====== Records shown ======
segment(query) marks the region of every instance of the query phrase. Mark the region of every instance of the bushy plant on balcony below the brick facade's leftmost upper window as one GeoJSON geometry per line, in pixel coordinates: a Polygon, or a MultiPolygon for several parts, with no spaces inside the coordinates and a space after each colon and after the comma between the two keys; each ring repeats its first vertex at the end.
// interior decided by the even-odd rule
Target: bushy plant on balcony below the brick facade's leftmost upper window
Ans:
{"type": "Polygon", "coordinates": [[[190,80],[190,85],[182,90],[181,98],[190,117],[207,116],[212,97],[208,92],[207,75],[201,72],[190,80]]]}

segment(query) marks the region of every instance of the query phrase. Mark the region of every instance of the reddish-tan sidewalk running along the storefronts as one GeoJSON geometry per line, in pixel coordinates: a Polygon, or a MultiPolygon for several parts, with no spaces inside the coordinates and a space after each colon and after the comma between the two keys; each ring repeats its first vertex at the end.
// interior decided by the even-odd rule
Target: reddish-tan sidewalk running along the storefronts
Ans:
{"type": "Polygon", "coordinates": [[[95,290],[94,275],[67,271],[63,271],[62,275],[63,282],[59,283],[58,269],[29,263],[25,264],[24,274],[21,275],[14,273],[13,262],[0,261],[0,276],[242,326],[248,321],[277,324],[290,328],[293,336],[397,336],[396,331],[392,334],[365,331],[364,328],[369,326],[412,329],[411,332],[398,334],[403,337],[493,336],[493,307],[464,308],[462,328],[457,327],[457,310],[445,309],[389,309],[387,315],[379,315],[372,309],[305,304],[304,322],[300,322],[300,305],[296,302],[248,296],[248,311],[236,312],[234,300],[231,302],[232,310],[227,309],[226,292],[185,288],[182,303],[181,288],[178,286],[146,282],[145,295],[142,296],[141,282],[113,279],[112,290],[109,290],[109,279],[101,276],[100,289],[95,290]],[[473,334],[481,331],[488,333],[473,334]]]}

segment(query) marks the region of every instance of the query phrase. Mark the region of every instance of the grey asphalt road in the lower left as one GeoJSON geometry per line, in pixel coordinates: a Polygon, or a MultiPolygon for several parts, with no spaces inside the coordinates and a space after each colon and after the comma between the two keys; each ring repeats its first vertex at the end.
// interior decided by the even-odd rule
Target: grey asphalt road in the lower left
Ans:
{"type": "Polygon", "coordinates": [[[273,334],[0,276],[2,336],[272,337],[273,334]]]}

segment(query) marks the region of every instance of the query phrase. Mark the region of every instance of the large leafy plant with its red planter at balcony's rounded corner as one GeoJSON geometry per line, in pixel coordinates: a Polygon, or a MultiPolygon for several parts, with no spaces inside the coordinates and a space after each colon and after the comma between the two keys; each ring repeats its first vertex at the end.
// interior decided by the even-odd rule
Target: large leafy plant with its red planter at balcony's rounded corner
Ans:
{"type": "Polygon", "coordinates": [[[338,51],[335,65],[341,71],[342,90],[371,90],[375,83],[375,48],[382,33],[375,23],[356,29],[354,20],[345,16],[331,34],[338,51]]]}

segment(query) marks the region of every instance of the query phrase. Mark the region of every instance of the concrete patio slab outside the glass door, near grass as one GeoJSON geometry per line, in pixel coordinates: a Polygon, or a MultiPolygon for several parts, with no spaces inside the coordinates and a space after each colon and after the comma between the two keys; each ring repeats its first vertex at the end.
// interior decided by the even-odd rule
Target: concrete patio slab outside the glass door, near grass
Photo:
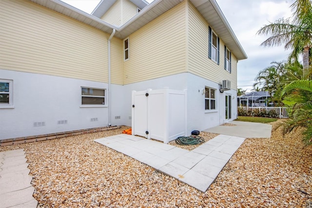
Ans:
{"type": "Polygon", "coordinates": [[[218,125],[203,131],[244,138],[271,137],[272,125],[269,124],[239,121],[232,121],[229,124],[233,124],[234,126],[218,125]]]}

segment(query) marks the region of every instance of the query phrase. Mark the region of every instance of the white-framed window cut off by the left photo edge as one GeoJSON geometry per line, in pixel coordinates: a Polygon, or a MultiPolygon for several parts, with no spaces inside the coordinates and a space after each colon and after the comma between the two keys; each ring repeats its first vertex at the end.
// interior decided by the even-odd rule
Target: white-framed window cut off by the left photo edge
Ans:
{"type": "Polygon", "coordinates": [[[0,108],[13,107],[12,89],[12,80],[0,80],[0,108]]]}

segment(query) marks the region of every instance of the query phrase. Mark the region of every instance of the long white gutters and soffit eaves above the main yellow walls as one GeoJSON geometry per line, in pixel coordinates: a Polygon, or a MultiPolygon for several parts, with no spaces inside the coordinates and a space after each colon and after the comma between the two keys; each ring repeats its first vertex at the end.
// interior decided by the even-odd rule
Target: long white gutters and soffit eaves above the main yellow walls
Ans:
{"type": "MultiPolygon", "coordinates": [[[[142,9],[136,16],[127,21],[120,27],[113,26],[99,18],[85,13],[76,7],[73,7],[61,0],[30,0],[39,5],[52,9],[63,15],[76,19],[78,21],[89,24],[106,33],[112,33],[116,29],[115,36],[124,39],[134,33],[147,23],[153,21],[166,11],[172,9],[183,0],[154,0],[152,3],[142,9]]],[[[215,33],[231,50],[237,60],[247,59],[247,55],[238,42],[232,28],[225,19],[222,11],[215,0],[190,0],[200,14],[206,19],[209,25],[214,29],[215,33]]]]}

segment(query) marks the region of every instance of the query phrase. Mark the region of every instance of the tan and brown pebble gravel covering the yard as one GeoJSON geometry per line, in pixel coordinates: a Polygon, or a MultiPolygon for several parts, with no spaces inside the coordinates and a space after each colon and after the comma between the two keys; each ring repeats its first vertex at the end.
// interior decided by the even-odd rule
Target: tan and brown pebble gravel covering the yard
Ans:
{"type": "Polygon", "coordinates": [[[211,187],[202,193],[94,139],[120,129],[24,148],[38,207],[307,207],[312,204],[312,146],[300,132],[246,139],[211,187]]]}

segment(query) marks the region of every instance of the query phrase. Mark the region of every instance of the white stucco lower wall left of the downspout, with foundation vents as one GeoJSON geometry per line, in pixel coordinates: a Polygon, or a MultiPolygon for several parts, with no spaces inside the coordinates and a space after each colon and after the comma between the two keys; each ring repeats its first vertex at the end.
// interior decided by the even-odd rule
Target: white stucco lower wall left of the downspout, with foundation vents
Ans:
======
**Your goal:**
Go through the material and report each line that holds the string "above".

**Answer section:**
segment(query) marks the region of every instance of the query phrase. Mark the region of every instance of the long white gutters and soffit eaves above the main yellow walls as one GeoJSON geometry per line, in pixel coordinates: a Polygon, or a MultiPolygon for several parts, with no spaces inside the coordinates and a space after each colon and after the comma between the two keys; each ring repeats its first vertex at the end.
Target: long white gutters and soffit eaves above the main yellow walls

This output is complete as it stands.